What you need to do -
1 > Return the passage on Maimonides and the commandments from "In the Mishnah" to "attitudes toward it.".
2 > Extend the discussion of Maimonides and the reasons for the commandments past its final sentence.

Document segment -
--------------------

According to Jewish tradition, there are two types of commandments : judgments (mishpatim) and statutes (huqqim). The former are rationally or conventionally necessary, and universally accepted (for example, the prohibition against murder). The latter are known by divine revelation and their validity depends essentially on divine decree (for example, dietary laws such as the prohibition against mixing meat and milk). In keeping with the tradition of Talmudic positivism, rabbis were afraid that rational justification of the commandments would lead to lack of respect for the law and encourage the view that the commandments were valid only to the extent required by rational justification. Maimonides, in his explanation of the commandments, departs decisively from that tradition. He reconceives the categories of judgment and statute such that all commandments can be rationally justified ; judgments are re-defined as those commandments whose utility is clear to the multitude, and the statutes as those whose utility is obscure (507).[11]

In the Mishnah Torah, his codex of the Jewish Law, Maimonides divides the commandments into fourteen classes. In The Guide of the Perplexed, he proposes to explain the utility of each class, the reason for individual commandments in each class, as well as the reasons for some of the particulars of the commandments. He tells us that there are only very few commandments whose cause (in the sense of “rational justification”) he has not been able to ascertain (510). Maimonides claims that it is a “sickness of the soul” that compels certain people to think it grievous that causes be given for any law (523-524).[12] It is clear that he harbours a deep antipathy towards anti-rationalist accounts of the Law and traditional positivistic attitudes toward it.

--------------------

Records -

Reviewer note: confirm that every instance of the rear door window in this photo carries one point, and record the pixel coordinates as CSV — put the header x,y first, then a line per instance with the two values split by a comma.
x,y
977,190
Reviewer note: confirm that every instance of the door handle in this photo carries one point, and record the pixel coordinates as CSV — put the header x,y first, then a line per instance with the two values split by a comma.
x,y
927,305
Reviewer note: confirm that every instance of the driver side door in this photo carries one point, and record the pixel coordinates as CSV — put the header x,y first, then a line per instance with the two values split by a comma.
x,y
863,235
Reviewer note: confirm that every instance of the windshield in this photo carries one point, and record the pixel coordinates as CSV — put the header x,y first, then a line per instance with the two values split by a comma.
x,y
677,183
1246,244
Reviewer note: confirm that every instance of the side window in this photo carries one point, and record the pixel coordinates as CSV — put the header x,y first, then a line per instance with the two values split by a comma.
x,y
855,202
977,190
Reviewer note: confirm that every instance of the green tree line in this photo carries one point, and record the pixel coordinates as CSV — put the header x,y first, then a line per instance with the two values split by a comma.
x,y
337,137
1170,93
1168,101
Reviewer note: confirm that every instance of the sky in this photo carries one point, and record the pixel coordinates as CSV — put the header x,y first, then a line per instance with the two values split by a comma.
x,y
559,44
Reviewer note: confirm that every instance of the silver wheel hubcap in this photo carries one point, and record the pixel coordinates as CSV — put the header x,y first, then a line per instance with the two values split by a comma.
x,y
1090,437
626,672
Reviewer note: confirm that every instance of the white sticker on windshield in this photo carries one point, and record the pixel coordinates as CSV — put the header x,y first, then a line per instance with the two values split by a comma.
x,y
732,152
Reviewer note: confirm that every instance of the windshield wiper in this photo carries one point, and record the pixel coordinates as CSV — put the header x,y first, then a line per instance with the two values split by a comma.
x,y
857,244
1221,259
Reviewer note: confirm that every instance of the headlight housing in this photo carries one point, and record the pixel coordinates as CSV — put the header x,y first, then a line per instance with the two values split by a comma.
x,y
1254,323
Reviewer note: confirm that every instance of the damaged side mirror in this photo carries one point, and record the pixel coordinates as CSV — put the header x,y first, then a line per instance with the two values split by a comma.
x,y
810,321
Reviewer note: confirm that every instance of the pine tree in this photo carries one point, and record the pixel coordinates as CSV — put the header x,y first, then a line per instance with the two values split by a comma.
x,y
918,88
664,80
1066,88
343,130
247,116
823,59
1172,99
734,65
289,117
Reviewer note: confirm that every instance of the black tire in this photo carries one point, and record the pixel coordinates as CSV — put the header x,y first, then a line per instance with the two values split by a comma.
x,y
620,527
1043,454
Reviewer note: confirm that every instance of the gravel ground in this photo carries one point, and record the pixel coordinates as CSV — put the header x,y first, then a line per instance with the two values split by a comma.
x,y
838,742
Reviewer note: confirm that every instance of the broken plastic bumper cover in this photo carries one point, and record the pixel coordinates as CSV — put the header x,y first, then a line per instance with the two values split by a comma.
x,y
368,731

--------------------

Responses in order -
1 >
In the Mishnah Torah, his codex of the Jewish Law, Maimonides divides the commandments into fourteen classes. In The Guide of the Perplexed, he proposes to explain the utility of each class, the reason for individual commandments in each class, as well as the reasons for some of the particulars of the commandments. He tells us that there are only very few commandments whose cause (in the sense of “rational justification”) he has not been able to ascertain (510). Maimonides claims that it is a “sickness of the soul” that compels certain people to think it grievous that causes be given for any law (523-524).[12] It is clear that he harbours a deep antipathy towards anti-rationalist accounts of the Law and traditional positivistic attitudes toward it.

2 >
Together with the distinction between those commandments whose utility is manifest, and those whose utility is more obscure, Maimonides distinguishes between those commands which concern the relationship between man and man, and those which concern the relationship between man and God. The prohibitions against transgressions among humans are grouped in the fifth class (prohibiting wrong-doing and aggression), the sixth class (on punishment), the seventh class (concerning property and business), and comprise some of the third class (on the improvement of moral qualities). The remainder of the commandments pertain to the relationship between man and God. Maimonides stresses that commandments which concern the perfection of character, even though they sometimes affect relations between a person and those around him, essentially concern the relationship between man and God (538). In what follows, I will be concerned primarily with Maimonides’ explanation of the statutes (those commandments whose utility is not immediately evident), and particularly with those concerning the individual’s relation to the divine.

The commandments regarding dietary laws (the thirteenth class), and the prohibitions against certain sexual unions (the fourteenth class), are said to concern the perfection of the individual and his relation to God. In his preliminary discussion of these commandments Maimonides explicitly refers the reader to his discussion of these issues in the Eight Chapters (537-538). Turning to the appropriate section of that work we find the admonition to self-scrutiny quoted above. Why does Maimonides direct the reader in this way, and how is self-scrutiny relevant to these commandments ?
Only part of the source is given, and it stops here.